» Data listing
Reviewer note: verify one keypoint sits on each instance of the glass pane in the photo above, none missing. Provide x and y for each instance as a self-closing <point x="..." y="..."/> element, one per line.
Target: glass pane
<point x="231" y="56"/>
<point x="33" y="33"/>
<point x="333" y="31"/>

» What you should do
Restate each record word for word.

» Answer space
Reviewer note: verify one keypoint sits on each instance of the glass pane in the photo above, none missing. Provide x and y for each instance as a self-closing <point x="..." y="..."/> element, one per line.
Target: glass pane
<point x="231" y="56"/>
<point x="33" y="33"/>
<point x="333" y="31"/>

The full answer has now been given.